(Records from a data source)

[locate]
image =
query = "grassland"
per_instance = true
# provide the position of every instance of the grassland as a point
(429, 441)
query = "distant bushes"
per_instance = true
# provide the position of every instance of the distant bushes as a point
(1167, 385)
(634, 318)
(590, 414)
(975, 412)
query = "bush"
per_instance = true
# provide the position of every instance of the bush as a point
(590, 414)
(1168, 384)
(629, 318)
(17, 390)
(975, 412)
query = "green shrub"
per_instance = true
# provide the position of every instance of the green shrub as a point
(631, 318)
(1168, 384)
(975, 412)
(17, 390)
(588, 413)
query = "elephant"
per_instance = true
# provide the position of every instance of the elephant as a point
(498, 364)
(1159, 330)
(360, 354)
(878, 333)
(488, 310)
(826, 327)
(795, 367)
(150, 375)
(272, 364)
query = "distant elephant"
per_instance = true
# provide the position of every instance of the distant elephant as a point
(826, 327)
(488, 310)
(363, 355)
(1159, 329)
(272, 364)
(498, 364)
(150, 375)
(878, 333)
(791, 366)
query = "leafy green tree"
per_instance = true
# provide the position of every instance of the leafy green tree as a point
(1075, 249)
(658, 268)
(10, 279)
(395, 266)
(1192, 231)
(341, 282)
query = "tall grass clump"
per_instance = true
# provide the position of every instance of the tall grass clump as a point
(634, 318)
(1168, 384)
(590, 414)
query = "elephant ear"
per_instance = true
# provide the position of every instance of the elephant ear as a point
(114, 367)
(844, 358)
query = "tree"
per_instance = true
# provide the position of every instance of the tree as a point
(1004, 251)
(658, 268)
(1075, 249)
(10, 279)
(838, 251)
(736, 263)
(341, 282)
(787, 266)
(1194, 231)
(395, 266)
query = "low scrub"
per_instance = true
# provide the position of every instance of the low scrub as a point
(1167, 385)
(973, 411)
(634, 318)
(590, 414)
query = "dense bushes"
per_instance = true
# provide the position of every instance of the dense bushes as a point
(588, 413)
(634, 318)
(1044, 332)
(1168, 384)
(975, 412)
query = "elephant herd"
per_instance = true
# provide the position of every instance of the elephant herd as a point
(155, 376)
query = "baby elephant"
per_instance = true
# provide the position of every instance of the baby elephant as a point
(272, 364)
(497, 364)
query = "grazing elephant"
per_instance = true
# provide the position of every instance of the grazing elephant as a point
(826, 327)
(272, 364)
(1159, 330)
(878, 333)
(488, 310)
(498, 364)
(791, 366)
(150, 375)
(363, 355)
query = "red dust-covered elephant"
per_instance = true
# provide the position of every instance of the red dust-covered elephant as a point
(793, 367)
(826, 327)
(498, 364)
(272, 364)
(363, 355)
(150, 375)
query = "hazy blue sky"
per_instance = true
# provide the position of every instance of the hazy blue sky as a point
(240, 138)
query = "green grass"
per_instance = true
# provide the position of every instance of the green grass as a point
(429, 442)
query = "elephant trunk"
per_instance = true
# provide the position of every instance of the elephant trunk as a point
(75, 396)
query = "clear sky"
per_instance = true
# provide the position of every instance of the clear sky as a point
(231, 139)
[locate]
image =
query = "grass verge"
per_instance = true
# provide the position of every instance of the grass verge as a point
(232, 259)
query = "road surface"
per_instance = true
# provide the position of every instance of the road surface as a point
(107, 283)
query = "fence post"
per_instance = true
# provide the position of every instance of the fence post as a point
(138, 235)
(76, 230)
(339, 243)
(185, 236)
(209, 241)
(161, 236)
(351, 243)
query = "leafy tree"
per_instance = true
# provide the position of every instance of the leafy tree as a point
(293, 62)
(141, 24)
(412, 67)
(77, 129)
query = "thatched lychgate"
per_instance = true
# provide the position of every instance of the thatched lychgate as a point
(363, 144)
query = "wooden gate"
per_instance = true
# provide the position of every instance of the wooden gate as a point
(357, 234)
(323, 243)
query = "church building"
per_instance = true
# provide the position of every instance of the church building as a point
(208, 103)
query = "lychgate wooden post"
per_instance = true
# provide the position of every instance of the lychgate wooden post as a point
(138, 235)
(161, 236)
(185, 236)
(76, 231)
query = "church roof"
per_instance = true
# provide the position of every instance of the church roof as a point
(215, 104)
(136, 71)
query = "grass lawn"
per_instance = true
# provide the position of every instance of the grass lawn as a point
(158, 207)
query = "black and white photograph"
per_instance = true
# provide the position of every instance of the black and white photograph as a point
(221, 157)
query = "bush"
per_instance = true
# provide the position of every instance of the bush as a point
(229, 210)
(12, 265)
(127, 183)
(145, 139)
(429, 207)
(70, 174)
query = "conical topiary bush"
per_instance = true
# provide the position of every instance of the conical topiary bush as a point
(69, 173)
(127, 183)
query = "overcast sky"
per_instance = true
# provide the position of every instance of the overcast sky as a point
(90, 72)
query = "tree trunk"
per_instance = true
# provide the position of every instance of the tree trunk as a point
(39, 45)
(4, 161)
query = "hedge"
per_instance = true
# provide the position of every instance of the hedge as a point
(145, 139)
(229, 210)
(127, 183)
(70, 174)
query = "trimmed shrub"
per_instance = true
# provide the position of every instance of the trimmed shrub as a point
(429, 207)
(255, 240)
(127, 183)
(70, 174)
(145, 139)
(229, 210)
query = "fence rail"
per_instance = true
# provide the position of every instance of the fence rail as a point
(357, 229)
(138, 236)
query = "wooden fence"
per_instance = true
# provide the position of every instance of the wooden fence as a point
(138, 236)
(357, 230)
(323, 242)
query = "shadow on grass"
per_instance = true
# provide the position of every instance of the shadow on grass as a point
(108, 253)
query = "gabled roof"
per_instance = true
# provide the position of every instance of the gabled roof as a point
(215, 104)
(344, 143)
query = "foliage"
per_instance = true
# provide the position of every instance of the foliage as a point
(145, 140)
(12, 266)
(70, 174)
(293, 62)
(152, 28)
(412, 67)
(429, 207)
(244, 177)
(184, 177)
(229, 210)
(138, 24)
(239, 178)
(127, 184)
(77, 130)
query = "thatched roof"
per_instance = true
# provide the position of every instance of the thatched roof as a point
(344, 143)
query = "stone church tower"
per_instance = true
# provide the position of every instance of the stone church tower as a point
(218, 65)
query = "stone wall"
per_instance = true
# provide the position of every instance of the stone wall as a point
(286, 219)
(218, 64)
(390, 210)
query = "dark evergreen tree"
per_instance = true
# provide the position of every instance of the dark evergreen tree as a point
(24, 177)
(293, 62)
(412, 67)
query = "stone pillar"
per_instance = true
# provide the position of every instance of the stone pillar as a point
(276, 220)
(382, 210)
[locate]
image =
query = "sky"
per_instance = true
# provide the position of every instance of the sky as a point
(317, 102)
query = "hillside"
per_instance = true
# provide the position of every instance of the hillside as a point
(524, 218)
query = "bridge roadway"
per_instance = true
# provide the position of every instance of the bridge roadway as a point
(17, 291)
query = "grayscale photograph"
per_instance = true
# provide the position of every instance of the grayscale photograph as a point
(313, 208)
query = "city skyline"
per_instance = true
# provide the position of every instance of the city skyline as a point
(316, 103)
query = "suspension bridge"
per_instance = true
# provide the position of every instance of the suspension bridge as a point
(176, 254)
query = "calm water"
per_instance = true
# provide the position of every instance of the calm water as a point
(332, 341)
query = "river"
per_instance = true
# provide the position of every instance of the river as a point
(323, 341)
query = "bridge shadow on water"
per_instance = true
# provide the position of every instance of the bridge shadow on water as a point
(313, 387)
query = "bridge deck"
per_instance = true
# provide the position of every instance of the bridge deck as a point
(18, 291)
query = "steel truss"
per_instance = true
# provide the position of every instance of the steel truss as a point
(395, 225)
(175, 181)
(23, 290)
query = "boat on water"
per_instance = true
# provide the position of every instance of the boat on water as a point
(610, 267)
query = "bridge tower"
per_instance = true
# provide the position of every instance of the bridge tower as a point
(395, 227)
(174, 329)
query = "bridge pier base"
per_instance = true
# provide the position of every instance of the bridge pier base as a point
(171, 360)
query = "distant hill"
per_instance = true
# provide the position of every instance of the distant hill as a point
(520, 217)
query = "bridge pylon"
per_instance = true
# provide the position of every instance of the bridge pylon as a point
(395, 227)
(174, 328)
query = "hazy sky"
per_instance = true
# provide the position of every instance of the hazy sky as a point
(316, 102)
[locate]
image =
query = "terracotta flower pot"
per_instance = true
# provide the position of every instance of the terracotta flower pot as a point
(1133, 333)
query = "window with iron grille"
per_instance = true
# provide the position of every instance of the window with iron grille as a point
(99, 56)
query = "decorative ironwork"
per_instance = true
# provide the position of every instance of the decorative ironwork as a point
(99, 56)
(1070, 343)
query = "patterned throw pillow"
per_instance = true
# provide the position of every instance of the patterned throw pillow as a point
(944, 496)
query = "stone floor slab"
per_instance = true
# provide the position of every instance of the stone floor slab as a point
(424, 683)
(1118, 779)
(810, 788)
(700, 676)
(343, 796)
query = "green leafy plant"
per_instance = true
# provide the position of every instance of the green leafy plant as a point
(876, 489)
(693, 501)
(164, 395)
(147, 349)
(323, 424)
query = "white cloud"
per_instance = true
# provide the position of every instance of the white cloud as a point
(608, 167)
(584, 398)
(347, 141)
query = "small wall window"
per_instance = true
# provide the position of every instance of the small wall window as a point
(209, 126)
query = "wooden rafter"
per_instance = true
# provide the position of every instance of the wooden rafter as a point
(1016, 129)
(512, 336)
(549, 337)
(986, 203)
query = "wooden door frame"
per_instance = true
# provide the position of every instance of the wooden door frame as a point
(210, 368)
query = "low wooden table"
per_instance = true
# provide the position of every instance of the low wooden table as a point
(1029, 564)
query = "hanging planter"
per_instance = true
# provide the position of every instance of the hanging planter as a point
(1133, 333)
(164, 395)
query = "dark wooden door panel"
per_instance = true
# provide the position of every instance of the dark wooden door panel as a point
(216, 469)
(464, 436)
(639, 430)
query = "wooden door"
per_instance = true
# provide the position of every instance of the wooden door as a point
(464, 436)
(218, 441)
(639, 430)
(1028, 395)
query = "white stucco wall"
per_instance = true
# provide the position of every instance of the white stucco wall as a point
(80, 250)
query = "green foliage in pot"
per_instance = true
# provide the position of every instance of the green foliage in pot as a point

__Directive__.
Count the rows above that contain the string "shadow" and give only that number.

__Response for this exercise__.
4